It seems clear that enforcement agencies, including the EEOC, will de-prioritize if not totally abandon enforcement of anti-discrimination laws under a “disparate impact” analysis, and the enforcement of anti-discrimination laws with respect to gender identity are likely to fall by the wayside. At the same time, charges challenging DEI programs and principles and/or alleging “reverse discrimination” may be prioritized, and such programs may also be challenged by other federal agencies such as the DOJ. Accordingly, it is crucial that public employers continually monitor legal developments regarding DEI issues, ensure that their policies are up-to-date and reflective of current EEOC guidance, and review any current practices and programs that could jeopardize funding in this new, tumultuous landscape.
Takeaways:
- Since President Trump’s inauguration, a flurry of executive orders, court decisions, overhauls of federal agencies, and shifts in regulatory interpretations/guidance and enforcement priorities have created an atmosphere of uncertainty for employers. This is particularly true when it comes to the EEOC and the entire landscape of anti-discrimination law, reasonable accommodations law, and other laws and policies affecting the workplace.

§ TASK PROMPT: Go on with the passage on EEOC enforcement and DEI for public employers, picking up right after its last sentence. The material below is drawn from a separate source and has no connection to the passage above.

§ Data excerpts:
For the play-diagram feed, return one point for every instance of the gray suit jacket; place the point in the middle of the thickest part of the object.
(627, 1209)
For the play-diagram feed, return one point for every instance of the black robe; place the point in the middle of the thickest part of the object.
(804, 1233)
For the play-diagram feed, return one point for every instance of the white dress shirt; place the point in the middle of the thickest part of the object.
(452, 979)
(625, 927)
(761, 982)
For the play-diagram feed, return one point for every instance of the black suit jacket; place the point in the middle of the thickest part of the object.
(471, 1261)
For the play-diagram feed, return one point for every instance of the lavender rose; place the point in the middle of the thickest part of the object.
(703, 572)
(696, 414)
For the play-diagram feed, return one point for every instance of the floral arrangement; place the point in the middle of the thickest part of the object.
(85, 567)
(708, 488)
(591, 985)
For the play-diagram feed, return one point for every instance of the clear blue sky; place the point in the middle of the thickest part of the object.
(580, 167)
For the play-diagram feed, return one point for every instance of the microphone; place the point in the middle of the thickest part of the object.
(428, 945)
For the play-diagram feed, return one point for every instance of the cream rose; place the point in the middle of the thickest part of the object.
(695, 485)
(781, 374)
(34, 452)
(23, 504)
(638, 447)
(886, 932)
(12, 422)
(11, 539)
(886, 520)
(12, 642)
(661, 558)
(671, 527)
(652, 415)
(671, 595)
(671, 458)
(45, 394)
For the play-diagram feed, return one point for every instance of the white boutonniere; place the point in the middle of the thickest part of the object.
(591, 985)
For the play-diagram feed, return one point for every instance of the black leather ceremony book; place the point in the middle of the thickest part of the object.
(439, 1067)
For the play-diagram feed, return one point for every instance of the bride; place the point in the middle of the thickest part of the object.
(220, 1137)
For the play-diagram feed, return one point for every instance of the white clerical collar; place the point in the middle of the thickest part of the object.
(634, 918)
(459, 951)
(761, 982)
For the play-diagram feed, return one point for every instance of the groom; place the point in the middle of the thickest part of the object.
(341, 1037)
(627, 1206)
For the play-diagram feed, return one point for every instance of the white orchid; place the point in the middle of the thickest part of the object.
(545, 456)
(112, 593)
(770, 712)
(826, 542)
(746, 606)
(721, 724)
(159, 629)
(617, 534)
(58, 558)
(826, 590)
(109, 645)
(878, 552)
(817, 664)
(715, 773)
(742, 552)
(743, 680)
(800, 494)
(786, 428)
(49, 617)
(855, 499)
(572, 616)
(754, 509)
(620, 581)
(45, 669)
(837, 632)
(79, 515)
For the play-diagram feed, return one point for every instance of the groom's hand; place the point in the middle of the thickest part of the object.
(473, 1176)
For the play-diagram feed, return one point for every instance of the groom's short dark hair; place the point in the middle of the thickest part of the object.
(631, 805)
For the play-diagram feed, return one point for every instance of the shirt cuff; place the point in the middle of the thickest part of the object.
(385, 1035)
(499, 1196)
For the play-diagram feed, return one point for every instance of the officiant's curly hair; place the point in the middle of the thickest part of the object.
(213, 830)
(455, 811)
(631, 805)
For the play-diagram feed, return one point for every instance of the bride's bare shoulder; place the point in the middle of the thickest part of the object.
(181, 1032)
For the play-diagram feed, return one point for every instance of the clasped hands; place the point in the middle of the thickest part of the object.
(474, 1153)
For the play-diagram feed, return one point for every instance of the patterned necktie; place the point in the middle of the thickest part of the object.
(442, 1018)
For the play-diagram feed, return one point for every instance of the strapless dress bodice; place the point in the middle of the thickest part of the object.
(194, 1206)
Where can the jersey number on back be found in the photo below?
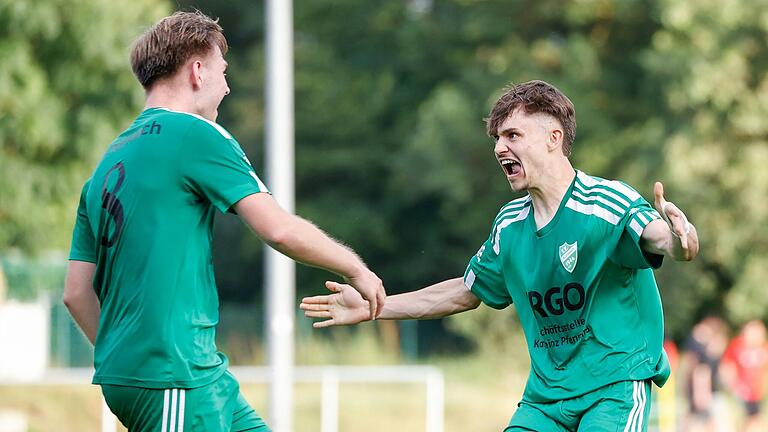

§ SOLVED EXERCISE:
- Certain patterns appear to be emerging, however, that could inform employers and about what they might expect over the next several years, and how they should be viewing their current hiring, anti-discrimination, harassment, accommodations, and other employment policies and practices.
- It seems clear that the EEOC and other enforcement agencies will de-prioritize, if not entirely abandon, charges involving “disparate impact” theories, and will look with scrutiny if not outright hostility toward actions centered on the notion of gender identity as well as DEI programs.
- In light of recent executive orders, the current position of the EEOC on these matters, and the “Civil Rights Fraud Initiative,” employers should carefully and continually monitor legal developments regarding DEI issues and ensure that their policies are up-to-date and reflective of current EEOC guidance, and should review any current practices and programs that could jeopardize funding.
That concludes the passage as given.